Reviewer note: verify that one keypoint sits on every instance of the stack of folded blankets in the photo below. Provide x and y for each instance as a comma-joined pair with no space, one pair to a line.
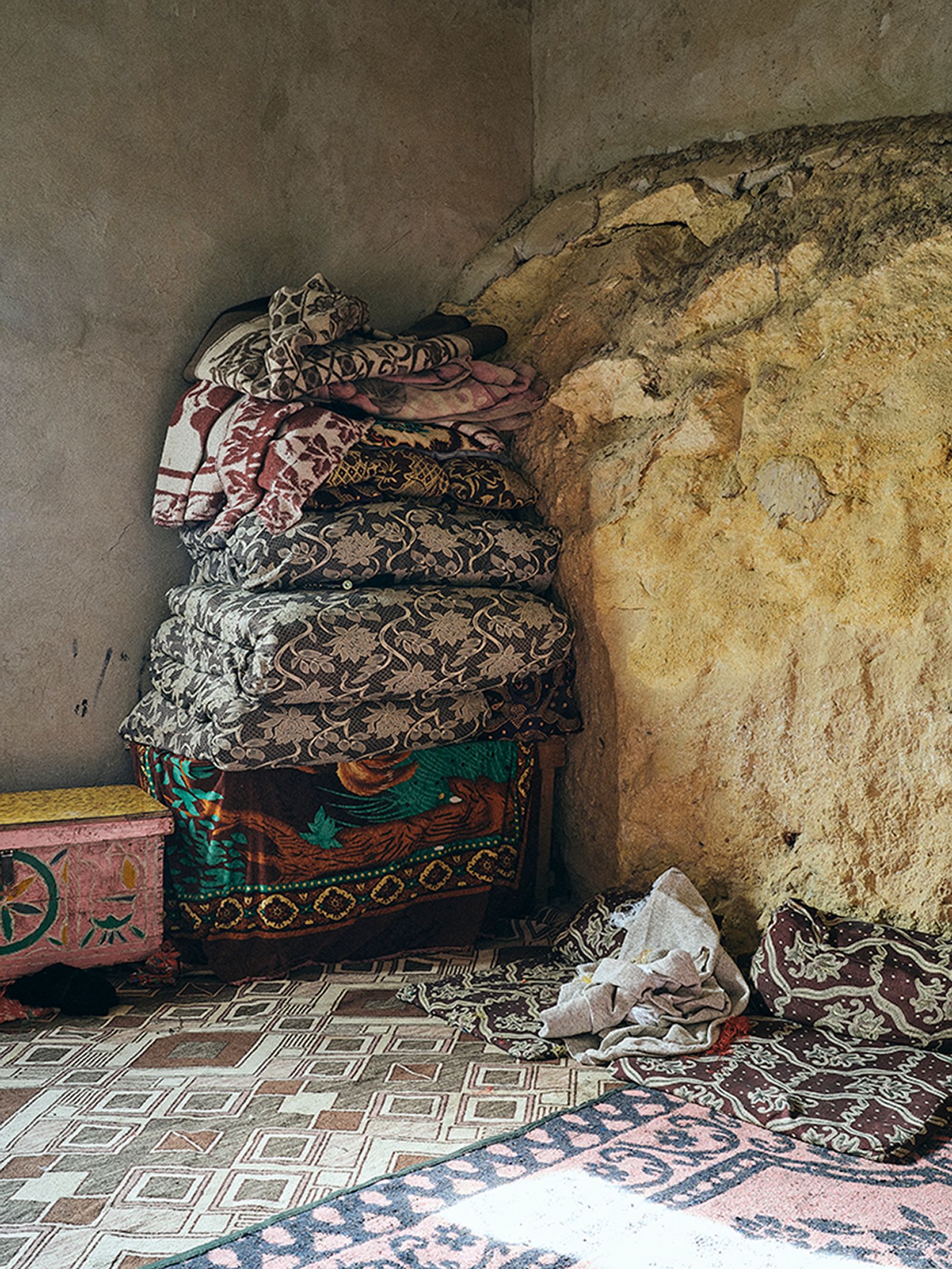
* * * * * * * * *
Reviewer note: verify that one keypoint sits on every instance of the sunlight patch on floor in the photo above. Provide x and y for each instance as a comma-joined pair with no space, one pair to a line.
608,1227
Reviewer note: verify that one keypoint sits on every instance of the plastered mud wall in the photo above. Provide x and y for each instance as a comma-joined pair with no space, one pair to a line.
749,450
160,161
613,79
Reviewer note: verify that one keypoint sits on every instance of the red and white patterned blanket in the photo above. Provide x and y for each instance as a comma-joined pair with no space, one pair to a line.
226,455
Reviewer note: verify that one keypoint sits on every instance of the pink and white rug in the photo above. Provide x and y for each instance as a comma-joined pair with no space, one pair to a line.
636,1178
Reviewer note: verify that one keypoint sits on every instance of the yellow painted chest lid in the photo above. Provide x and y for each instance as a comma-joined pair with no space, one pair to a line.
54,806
* * * * * * * * *
* Aim of the exercise
Pull out and copy each line of the records that contains the word "space".

* Result
Reviewer note: verify that one keypoint sits on every instance of the stack of folded blankets in the photo below. Provide x and y for each instance as a comma-joined pair with no space, one pair to a line.
Reviewer note: verify that one keypoint sits on every instance of the sunlight patch on floor in the photo above. Provide x and y for each instance as a comma-joined pair with no space, one pair to a line.
Reviewer note: verify that one keypoint sits on every instance of the plastered mud wall in the photo above. Provide x and y for each instance as a comma-joined pair with no space, one pair to a line.
Reviewer note: verify that one keypoint sits on every instance of the red and white patterned blanket in the photo above. Provide x and y for each instance as a comma-joined pair with no space, one pair to a line.
Reviewer note: verify that one keypoint sits on every instance of the pink and white rug in the photo above. Provide x and y for each instance as a comma-joined pair with no space, one pair to a line.
Reviewer note: verify that one keypoint sits on every instance of the yellow painted chest lid in the photo above. Provide x and y for each instance as a comma-joined pair with no space, one pair to a line.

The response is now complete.